(How to complete this task):
Could you restate every entry word for word, leaving the pictures out?

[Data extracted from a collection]
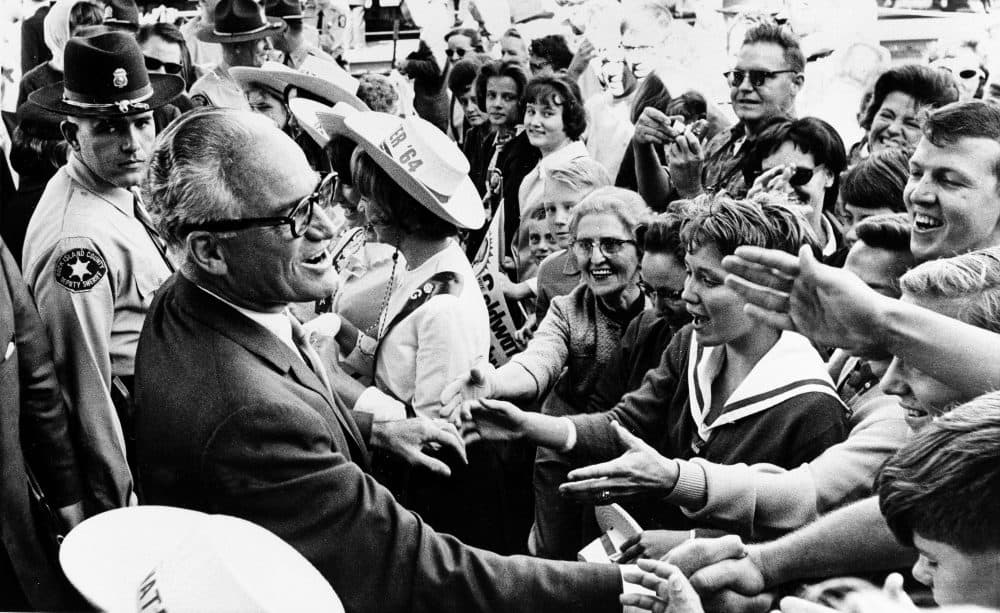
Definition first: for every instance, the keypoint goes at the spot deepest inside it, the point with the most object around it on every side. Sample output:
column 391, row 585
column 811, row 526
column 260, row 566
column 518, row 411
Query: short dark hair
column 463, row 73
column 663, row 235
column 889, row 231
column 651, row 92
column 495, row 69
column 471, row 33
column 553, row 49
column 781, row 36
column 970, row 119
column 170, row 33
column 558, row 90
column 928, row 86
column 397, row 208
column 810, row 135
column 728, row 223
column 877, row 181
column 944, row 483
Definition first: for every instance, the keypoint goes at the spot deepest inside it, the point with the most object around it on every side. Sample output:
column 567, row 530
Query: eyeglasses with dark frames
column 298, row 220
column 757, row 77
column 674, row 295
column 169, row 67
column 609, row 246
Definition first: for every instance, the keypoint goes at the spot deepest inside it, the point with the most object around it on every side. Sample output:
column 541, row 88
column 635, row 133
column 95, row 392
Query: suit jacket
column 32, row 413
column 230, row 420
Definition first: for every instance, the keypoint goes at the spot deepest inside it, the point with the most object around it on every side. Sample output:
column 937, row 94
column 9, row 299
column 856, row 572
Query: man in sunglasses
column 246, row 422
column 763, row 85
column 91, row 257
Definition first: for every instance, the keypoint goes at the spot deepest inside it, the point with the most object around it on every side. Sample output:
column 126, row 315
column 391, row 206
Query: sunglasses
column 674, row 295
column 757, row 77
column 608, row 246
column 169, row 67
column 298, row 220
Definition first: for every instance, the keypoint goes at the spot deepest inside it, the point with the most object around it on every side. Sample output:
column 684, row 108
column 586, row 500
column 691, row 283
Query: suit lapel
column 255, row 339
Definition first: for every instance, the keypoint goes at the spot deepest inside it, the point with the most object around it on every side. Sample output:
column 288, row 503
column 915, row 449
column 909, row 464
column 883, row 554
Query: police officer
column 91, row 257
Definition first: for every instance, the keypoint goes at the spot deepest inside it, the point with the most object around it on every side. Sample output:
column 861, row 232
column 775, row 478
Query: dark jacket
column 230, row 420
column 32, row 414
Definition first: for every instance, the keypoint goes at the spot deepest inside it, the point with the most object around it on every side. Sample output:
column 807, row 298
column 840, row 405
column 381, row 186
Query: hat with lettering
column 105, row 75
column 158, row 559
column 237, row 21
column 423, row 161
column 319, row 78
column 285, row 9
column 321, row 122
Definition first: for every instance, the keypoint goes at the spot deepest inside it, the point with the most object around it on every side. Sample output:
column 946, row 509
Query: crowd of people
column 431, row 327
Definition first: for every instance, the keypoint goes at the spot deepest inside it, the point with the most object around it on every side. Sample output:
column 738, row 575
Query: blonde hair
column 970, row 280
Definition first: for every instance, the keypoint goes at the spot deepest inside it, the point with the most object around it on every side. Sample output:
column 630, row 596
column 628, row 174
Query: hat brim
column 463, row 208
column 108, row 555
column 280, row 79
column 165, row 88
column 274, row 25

(Response box):
Definition first: for every instance, the keypoint goes at the spot deepest inside it, the point with the most object around it on every side. Sample output:
column 391, row 585
column 811, row 526
column 260, row 566
column 518, row 411
Query: short dark hair
column 463, row 73
column 663, row 235
column 889, row 231
column 651, row 92
column 495, row 69
column 471, row 33
column 553, row 49
column 781, row 36
column 970, row 119
column 170, row 33
column 558, row 90
column 928, row 86
column 397, row 208
column 810, row 135
column 728, row 223
column 877, row 181
column 944, row 483
Definition first: for every instance, the keypoint goes at the spot deepest inside it, the point with the most object around it on every side. Sample output:
column 567, row 530
Query: eyeglasses with dark frames
column 298, row 220
column 757, row 77
column 674, row 295
column 169, row 67
column 609, row 246
Definition first: for every instance, the keypoint goes at the spot deepest inside it, the point with the most object around it on every side. Sample output:
column 541, row 88
column 635, row 133
column 95, row 392
Query: suit jacket
column 32, row 413
column 230, row 420
Definition first: for every instance, the keypoint goes at the spot deepest inside it, the point with the most object around it on every side. Sample output:
column 937, row 94
column 9, row 299
column 856, row 572
Query: man in sunglasses
column 246, row 422
column 763, row 85
column 91, row 257
Definition first: for every instance, the keypoint goes at the spot deepest inside it, the point with the most object around it on every side. Sample output:
column 126, row 315
column 391, row 206
Query: sunglasses
column 674, row 295
column 757, row 77
column 608, row 246
column 169, row 67
column 298, row 220
Definition first: for every instance, the keypoint goes at the spot deepest inside it, the point with the most object around it on every side. Sample output:
column 684, row 108
column 586, row 500
column 691, row 283
Query: suit lapel
column 255, row 339
Definition first: for every instance, the keypoint goes at the spot deepest inside it, the point with the most object around it on every side. Sample output:
column 288, row 503
column 915, row 449
column 909, row 464
column 883, row 554
Query: police officer
column 91, row 257
Definition first: for every instance, the keypoint goes at the spot deepest inside it, the point with the most object around it on every side. Sample output:
column 861, row 232
column 775, row 478
Query: dark jacket
column 230, row 420
column 32, row 414
Definition first: for every instance, the keypoint goes at the spot deepest inside it, the point with the most object around it on every side. Sample output:
column 807, row 298
column 840, row 405
column 381, row 186
Query: hat with lettering
column 105, row 75
column 158, row 559
column 237, row 21
column 423, row 161
column 319, row 78
column 285, row 9
column 321, row 122
Definition first: for every instance, the keypoint goes at the spot deepest inside it, the point with the most object around it on every side. Sample output:
column 946, row 509
Query: crowd of people
column 431, row 327
Definition first: for every instance, the keypoint goes at the spot deepest inside it, the point with the most object around it on every side. Sample output:
column 738, row 575
Query: blonde hair
column 970, row 280
Definition first: for every instance, the keypoint goes at the spot deepest inside it, the point with the most object around it on every side. Sample output:
column 630, row 596
column 628, row 174
Query: hat brim
column 463, row 208
column 108, row 555
column 280, row 79
column 165, row 88
column 274, row 25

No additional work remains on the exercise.